*** Block opens ***
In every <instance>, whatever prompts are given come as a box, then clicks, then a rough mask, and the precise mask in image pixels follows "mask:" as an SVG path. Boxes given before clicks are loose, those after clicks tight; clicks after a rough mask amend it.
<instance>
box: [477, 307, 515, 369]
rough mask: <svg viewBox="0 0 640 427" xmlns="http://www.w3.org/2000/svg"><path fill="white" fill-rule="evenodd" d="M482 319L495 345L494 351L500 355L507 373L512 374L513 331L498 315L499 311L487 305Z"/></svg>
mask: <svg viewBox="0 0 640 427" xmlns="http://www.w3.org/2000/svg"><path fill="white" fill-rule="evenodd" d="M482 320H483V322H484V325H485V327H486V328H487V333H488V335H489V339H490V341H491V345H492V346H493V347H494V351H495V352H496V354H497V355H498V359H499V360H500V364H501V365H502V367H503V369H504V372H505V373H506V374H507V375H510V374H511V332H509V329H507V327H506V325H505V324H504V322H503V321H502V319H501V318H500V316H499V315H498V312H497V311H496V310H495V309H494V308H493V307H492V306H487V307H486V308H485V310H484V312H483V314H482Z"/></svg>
*** Block closes ***
## YOUR ASSIGNMENT:
In the records above, find each line that mentions the word "instance", and copy it.

## PROBLEM SOLUTION:
In every <instance>, whatever prompts are given come as a box, then clicks, then a rough mask, and the precise mask in image pixels follows "mask:" as an SVG path. Boxes given before clicks are loose, those after clicks tight; clicks after a rough mask amend it.
<instance>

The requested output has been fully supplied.